» **WHAT YOU WILL DO**
Present every line of the items below as a single numbered list, leaving out the blank lines.

* * *

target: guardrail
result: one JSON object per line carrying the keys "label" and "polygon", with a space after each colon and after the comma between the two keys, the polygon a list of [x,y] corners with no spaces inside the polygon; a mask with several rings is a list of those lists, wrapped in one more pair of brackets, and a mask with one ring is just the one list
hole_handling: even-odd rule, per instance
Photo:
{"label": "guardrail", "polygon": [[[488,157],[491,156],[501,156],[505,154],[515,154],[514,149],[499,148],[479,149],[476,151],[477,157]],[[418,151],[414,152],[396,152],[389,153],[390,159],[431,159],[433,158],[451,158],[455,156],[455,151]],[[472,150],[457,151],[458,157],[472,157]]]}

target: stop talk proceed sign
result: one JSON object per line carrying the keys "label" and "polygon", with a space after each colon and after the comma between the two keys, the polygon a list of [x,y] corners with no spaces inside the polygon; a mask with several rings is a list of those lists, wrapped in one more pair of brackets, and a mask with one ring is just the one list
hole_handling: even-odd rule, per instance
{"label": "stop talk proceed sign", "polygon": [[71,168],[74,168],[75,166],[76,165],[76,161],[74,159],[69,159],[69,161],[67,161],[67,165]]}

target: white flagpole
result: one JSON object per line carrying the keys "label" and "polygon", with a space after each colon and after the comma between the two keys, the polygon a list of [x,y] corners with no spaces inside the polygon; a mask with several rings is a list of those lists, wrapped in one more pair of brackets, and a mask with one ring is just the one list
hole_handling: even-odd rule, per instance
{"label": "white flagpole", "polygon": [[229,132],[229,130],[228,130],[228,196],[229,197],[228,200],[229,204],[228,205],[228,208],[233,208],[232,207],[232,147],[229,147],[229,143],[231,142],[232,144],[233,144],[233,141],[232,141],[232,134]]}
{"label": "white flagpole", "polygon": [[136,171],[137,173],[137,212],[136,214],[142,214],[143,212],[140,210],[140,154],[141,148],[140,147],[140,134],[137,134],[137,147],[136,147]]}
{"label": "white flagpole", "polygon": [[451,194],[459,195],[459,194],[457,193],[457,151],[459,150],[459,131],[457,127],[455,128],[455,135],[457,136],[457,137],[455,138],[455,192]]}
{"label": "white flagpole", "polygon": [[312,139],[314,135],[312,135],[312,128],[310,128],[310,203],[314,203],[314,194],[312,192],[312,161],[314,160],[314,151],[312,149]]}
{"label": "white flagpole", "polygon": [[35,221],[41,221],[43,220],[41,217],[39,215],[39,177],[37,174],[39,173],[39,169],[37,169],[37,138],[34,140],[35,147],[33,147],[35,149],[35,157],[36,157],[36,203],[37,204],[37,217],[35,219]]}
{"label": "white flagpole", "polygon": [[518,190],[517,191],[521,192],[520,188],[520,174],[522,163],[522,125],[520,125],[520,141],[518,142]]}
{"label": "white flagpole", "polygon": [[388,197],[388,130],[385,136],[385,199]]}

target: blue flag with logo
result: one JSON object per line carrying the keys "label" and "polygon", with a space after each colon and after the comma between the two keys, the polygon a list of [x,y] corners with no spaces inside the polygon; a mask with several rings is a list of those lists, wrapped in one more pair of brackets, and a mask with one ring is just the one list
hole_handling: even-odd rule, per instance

* * *

» **THE RESULT**
1. target: guardrail
2. result: one JSON object per line carrying the keys "label" and "polygon", with a space after each colon and after the comma between the two keys, the polygon a list of [x,y] corners with no spaces inside the polygon; a mask with several rings is a list of those lists, wrapped in one more pair of brackets, and a mask with one ring is just the one list
3. hole_handling: even-odd rule, per instance
4. Photo:
5. {"label": "guardrail", "polygon": [[[488,157],[491,156],[501,156],[505,154],[515,154],[514,149],[499,148],[479,149],[476,151],[477,157]],[[418,151],[414,152],[396,152],[389,153],[390,159],[431,159],[433,158],[451,158],[455,156],[455,151]],[[472,150],[457,151],[458,157],[472,157]]]}
6. target: stop talk proceed sign
7. result: one JSON object per line carrying the keys "label" and "polygon", with a space after each colon and after the comma between the two keys, the polygon a list of [x,y] corners with no spaces inside the polygon; a mask with several rings is a list of those lists, wrapped in one more pair of brackets, and a mask with one ring is just the one list
8. hole_handling: even-odd rule, per instance
9. {"label": "stop talk proceed sign", "polygon": [[71,168],[74,168],[75,166],[76,165],[76,161],[74,159],[69,159],[69,161],[67,161],[67,165]]}
10. target: white flagpole
11. result: one JSON object per line carrying the keys "label" and "polygon", with a space after each colon and after the comma between the two keys, the polygon a list of [x,y] corners with no spaces inside the polygon; a mask with several rings is a list of those lists, wrapped in one more pair of brackets, and a mask with one ring is just the one list
12. hole_handling: even-odd rule, per instance
13. {"label": "white flagpole", "polygon": [[229,132],[229,130],[228,130],[228,196],[229,197],[228,200],[229,204],[228,205],[228,208],[233,208],[232,207],[232,147],[229,147],[229,143],[231,142],[232,144],[233,144],[233,141],[232,141],[232,134]]}
14. {"label": "white flagpole", "polygon": [[136,171],[137,173],[137,212],[136,214],[142,214],[143,212],[140,210],[140,154],[141,148],[140,147],[140,134],[137,134],[137,147],[136,147]]}
15. {"label": "white flagpole", "polygon": [[451,194],[459,195],[459,194],[457,193],[457,151],[459,150],[459,131],[457,127],[455,128],[455,135],[457,136],[457,137],[455,138],[455,192]]}
16. {"label": "white flagpole", "polygon": [[312,139],[314,135],[312,135],[312,128],[310,128],[310,203],[314,203],[314,194],[312,192],[312,161],[314,160],[314,151],[312,149]]}
17. {"label": "white flagpole", "polygon": [[35,221],[41,221],[43,220],[41,217],[39,215],[39,177],[37,174],[39,173],[39,169],[37,169],[37,138],[34,140],[35,147],[33,147],[35,149],[35,157],[36,157],[36,203],[37,204],[37,217],[35,219]]}
18. {"label": "white flagpole", "polygon": [[518,190],[517,191],[521,192],[520,188],[520,174],[522,163],[522,125],[520,125],[520,141],[518,142]]}
19. {"label": "white flagpole", "polygon": [[388,197],[388,130],[385,136],[385,199]]}
20. target: blue flag with logo
21. result: one JSON object per line carrying the keys "label" and "polygon", with a space after each colon and after the comma between the two keys, the polygon a list of [x,y] corners with no spaces inside the polygon; a mask with several rings is a list of those lists, wrapped in one more pair of brackets, and a mask with one ring is just the one list
22. hole_handling: even-odd rule, per instance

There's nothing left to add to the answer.